- _GIVEN PROBLEM A_: Print the stretch of the avatar animation passage from "[0036] The example" through "in FIGS. 13A-D.".
- _GIVEN PROBLEM B_: Render this sentence from the avatar animation passage in Spanish: "The features can be animated at the same time or at separate times."

- _DOCUMENT PASSAGE_:

The avatar 204 may have a number of other features and may be
customized by the user or the system 100. The avatar 204 in this
embodiment has a body 218. The animation area 202 can include an
avatar 204 having a full body including arms and legs or may
contain an avatar 204 having just a head. Each feature on the
avatar 204, such as the eyes 210, the ears 212, the nose 214, the
mouth 216, and the body 218, may be animated in order to move when
communicating. The features can be animated at the same time or at
separate times. For example, the mouth 216 may be animated (e.g.,
move or open and close) when the avatar 204 generates an expressed
phrase as speech. The body 218 may be animated or move when the
avatar 204 generates an expressed phrase as sign language. Other
animation or movement may also take place. The expressed phrase can
be generated based on the visual text 236. The expressed phrase can
be speech, sign language, body language, any other animated speech,
or any other desirable animation. For example, the expressed phrase
can include an avatar 204 speaking a word or phrase, using his/her
hands to sign a word or phrase, or can be movements of the body to
illustrate the body language of the avatar 204.
[0036] The example visual text 236 in FIG. 2 can be located at the
center of a setting bar 254 which can be located between the avatar
204 and the dynamic images 242, 248. The visual text 236 includes
the text "through." The visual text 236 may be any phrase generated
by the user or the system 100, or selected by the user or the
system 100. The visual text 236 can be used to generate the
expressed phrase. One example of the generation of the visual text
236 and the expressed phrase is shown in FIGS. 13A-D.

- _DATASET EXCERPTS_:
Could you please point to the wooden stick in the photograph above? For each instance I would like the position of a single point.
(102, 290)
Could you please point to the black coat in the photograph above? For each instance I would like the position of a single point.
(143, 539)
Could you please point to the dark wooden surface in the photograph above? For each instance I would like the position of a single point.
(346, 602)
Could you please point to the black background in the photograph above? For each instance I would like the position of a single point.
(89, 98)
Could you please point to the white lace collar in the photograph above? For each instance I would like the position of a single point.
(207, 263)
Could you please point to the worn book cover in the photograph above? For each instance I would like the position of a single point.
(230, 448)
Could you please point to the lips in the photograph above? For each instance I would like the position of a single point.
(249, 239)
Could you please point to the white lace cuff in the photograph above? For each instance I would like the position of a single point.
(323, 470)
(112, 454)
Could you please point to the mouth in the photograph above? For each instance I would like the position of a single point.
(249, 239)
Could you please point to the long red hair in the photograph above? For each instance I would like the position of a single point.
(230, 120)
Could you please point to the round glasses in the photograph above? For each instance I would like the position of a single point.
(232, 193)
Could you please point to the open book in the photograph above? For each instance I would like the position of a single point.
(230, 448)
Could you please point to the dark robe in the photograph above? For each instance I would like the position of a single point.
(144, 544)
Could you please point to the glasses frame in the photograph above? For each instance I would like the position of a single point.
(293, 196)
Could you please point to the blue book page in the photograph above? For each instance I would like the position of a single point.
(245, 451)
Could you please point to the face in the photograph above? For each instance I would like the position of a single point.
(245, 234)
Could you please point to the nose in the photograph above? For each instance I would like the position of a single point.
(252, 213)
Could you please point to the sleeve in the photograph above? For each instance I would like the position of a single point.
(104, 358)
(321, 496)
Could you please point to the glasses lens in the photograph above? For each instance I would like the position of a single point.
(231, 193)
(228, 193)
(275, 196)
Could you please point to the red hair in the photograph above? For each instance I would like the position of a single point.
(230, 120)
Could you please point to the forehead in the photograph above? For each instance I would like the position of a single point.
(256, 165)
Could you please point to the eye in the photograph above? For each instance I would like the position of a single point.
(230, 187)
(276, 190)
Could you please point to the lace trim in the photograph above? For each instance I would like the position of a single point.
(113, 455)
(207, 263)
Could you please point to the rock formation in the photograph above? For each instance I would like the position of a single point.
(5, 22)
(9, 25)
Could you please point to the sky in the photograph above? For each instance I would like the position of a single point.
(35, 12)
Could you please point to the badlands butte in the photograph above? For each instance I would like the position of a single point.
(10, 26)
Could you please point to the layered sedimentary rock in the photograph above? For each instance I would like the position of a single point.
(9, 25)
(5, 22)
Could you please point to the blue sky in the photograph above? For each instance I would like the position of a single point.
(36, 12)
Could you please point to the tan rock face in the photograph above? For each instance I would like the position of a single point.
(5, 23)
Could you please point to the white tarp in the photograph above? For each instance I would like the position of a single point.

- _CORRECT OUTPUT A_:
[0036] The example visual text 236 in FIG. 2 can be located at the
center of a setting bar 254 which can be located between the avatar
204 and the dynamic images 242, 248. The visual text 236 includes
the text "through." The visual text 236 may be any phrase generated
by the user or the system 100, or selected by the user or the
system 100. The visual text 236 can be used to generate the
expressed phrase. One example of the generation of the visual text
236 and the expressed phrase is shown in FIGS. 13A-D.

- _CORRECT OUTPUT B_: Los rasgos pueden animarse al mismo tiempo o en momentos distintos.